>>>

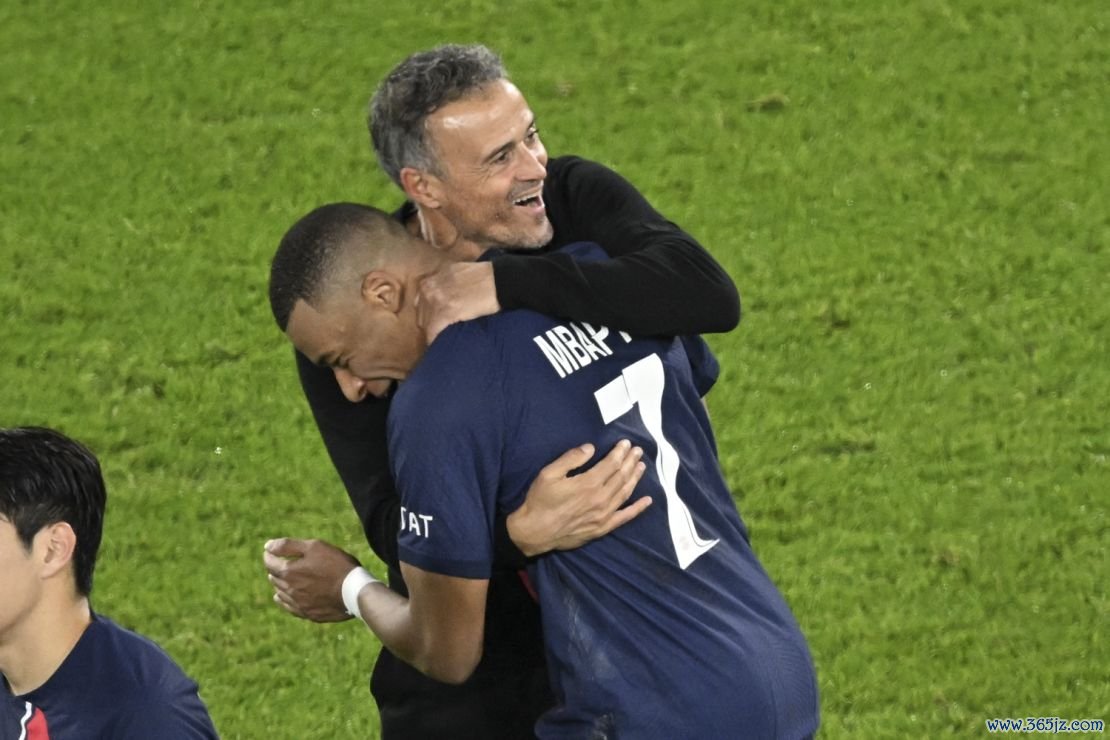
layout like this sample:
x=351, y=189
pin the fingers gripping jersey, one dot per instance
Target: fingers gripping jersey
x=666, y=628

<<<
>>>

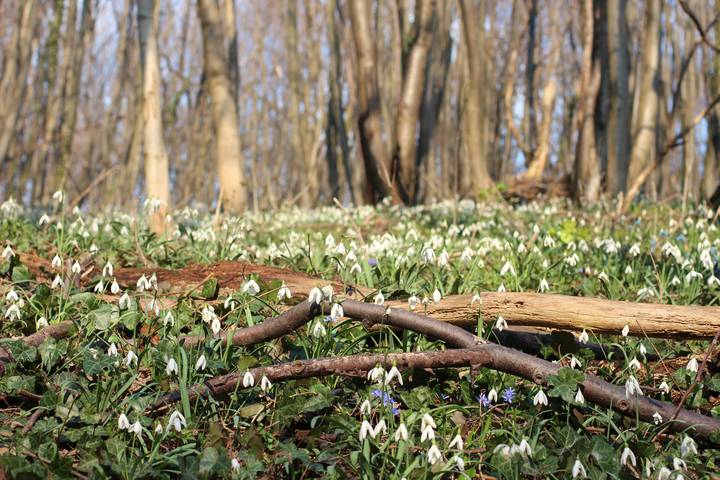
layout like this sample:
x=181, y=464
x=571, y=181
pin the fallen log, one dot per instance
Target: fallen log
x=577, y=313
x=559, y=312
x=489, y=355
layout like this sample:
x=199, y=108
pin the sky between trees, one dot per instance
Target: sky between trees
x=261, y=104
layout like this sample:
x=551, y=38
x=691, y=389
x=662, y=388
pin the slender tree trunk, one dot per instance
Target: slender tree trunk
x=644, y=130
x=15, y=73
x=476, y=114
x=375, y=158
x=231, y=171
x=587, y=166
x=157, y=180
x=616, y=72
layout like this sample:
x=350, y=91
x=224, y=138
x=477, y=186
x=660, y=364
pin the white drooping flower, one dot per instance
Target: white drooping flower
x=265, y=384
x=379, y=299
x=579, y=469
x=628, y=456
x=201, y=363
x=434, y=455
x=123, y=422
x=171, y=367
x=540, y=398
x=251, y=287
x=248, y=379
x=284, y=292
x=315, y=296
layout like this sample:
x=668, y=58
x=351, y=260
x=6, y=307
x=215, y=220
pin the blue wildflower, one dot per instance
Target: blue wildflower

<<<

● Work to be completed
Which lines in the items above contain the word "fallen"? Copy each of them, counting a match only when the case is the same.

● Output of the exercise
pin the fallen log, one dot per instance
Target: fallen log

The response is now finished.